* Begin *
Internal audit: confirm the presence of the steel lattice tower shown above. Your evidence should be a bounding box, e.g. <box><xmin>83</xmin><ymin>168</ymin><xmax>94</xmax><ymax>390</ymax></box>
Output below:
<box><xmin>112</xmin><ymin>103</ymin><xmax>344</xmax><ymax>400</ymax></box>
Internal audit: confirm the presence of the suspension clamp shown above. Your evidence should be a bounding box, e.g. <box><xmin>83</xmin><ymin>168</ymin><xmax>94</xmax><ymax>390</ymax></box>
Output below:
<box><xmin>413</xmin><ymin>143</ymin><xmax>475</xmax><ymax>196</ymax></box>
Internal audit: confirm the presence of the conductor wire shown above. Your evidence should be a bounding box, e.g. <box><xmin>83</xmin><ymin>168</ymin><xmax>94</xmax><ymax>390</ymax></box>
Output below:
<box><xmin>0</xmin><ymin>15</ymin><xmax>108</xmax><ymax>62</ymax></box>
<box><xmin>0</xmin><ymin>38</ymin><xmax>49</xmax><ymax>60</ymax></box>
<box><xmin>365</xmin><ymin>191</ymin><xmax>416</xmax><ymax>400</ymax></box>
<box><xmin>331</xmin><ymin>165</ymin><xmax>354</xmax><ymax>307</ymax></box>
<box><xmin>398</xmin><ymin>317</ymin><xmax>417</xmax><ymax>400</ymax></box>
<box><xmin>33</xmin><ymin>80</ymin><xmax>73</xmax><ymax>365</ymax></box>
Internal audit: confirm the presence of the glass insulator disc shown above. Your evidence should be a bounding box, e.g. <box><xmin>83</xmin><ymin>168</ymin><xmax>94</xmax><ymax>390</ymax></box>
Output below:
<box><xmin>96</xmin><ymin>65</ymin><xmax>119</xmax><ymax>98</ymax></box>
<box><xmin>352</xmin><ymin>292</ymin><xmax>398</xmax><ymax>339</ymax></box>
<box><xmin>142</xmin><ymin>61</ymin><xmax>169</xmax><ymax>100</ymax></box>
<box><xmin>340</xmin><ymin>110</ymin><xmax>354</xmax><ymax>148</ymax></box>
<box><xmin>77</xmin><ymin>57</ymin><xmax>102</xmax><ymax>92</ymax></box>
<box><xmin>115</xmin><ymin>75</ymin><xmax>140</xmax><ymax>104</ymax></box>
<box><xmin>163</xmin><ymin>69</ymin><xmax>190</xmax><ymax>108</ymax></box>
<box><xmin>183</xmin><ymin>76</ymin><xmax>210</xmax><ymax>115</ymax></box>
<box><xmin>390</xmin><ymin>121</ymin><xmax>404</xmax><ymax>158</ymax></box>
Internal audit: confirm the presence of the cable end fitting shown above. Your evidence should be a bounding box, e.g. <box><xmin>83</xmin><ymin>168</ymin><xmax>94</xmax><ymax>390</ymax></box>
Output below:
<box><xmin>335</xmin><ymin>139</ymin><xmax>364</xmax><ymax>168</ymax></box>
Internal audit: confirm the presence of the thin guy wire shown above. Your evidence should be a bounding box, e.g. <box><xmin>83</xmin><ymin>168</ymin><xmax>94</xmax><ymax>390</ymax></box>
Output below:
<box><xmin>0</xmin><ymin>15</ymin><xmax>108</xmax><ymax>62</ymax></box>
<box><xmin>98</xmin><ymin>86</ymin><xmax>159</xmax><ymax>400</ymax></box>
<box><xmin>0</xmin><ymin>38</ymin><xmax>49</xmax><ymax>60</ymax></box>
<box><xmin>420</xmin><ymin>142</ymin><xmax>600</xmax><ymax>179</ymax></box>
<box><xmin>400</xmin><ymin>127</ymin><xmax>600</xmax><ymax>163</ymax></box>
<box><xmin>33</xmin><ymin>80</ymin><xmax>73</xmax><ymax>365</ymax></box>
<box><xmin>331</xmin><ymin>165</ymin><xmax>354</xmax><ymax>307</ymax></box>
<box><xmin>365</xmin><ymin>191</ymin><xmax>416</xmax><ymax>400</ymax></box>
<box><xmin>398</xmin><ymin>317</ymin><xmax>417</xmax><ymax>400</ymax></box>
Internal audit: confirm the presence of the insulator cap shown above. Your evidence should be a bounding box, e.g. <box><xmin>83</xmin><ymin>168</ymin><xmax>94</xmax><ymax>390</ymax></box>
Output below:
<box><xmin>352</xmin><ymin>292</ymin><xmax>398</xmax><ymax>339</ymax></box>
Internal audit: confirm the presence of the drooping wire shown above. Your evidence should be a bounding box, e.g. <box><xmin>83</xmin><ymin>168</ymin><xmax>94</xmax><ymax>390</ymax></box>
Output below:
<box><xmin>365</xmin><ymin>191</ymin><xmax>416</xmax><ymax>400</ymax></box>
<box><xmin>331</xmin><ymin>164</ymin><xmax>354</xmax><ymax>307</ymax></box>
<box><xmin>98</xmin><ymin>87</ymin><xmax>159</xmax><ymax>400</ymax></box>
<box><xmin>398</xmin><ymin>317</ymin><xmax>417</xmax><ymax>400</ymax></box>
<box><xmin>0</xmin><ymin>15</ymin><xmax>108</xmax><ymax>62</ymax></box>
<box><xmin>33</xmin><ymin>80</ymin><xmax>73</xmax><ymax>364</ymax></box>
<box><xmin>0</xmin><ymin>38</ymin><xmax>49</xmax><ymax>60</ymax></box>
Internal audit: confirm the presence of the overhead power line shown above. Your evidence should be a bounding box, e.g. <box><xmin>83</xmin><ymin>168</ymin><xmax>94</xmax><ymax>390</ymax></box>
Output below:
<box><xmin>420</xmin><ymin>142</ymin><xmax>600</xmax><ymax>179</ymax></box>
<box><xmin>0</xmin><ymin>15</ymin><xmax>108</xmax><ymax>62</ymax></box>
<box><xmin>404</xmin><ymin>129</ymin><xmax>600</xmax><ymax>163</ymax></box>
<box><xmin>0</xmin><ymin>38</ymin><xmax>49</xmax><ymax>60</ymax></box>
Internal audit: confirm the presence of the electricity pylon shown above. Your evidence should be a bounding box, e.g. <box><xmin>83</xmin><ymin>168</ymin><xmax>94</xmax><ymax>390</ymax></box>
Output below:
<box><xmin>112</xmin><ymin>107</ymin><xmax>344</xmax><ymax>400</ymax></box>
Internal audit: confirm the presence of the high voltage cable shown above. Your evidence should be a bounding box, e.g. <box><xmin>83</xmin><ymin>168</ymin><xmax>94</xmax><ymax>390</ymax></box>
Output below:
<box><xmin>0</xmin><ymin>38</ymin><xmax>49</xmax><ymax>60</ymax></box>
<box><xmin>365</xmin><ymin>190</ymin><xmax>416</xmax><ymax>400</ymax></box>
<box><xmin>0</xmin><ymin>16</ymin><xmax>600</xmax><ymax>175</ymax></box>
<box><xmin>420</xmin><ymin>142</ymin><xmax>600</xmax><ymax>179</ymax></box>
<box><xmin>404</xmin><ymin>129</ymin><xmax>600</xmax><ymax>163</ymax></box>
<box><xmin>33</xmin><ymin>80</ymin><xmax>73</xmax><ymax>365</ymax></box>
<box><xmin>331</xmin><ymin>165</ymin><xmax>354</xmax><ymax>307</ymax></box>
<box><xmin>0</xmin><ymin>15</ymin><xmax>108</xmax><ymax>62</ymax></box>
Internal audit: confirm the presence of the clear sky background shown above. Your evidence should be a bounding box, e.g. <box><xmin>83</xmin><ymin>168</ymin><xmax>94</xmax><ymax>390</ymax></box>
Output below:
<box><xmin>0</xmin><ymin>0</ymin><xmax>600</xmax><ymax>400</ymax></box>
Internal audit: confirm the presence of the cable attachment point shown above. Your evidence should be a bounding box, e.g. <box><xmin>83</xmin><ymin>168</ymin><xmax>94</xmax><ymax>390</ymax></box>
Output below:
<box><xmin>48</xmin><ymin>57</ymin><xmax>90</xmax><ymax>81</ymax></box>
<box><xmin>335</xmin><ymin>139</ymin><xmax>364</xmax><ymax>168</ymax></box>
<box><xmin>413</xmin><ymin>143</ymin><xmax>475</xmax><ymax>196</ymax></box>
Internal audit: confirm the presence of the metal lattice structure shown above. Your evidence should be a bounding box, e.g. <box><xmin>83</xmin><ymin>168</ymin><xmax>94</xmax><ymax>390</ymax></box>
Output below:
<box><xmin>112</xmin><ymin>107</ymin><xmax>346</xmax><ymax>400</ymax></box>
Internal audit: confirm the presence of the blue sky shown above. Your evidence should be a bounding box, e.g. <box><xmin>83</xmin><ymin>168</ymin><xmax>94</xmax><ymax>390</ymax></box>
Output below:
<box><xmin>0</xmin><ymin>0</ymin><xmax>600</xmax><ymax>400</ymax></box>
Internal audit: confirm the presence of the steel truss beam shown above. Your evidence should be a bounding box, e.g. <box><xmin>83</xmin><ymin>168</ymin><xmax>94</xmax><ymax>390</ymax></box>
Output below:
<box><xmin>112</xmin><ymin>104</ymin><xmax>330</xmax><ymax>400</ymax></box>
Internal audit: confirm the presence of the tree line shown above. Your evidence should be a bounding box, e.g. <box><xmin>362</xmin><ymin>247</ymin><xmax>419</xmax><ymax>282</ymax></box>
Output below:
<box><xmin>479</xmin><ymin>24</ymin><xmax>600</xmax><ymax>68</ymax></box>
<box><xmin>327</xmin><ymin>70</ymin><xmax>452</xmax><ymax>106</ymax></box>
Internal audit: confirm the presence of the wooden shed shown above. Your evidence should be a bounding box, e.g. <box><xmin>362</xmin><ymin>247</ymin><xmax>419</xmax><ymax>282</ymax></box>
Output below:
* End *
> [STATED GOAL]:
Render every line of the records, from the line containing "Internal audit: confirm the presence of the blue" through the end of the records, as a JSON list of strings with one string per line. Omit blank lines.

> [RESPONSE BELOW]:
[
  "Internal audit: confirm the presence of the blue sky shown above. Your evidence should be a bounding box, e.g. <box><xmin>83</xmin><ymin>168</ymin><xmax>94</xmax><ymax>390</ymax></box>",
  "Output below:",
  "<box><xmin>0</xmin><ymin>0</ymin><xmax>600</xmax><ymax>400</ymax></box>",
  "Internal audit: confirm the presence of the steel truss beam shown above. Your evidence should be a bounding box, e.g. <box><xmin>83</xmin><ymin>168</ymin><xmax>94</xmax><ymax>390</ymax></box>",
  "Output below:",
  "<box><xmin>112</xmin><ymin>104</ymin><xmax>330</xmax><ymax>400</ymax></box>",
  "Internal audit: confirm the presence of the tree line shown above. Your evidence should be a bounding box, e.g. <box><xmin>362</xmin><ymin>247</ymin><xmax>419</xmax><ymax>282</ymax></box>",
  "Output below:",
  "<box><xmin>479</xmin><ymin>24</ymin><xmax>600</xmax><ymax>68</ymax></box>",
  "<box><xmin>327</xmin><ymin>70</ymin><xmax>452</xmax><ymax>106</ymax></box>",
  "Internal audit: confirm the presence of the wooden shed shown above. Your evidence should be a bounding box, e.g. <box><xmin>362</xmin><ymin>247</ymin><xmax>419</xmax><ymax>282</ymax></box>",
  "Output below:"
]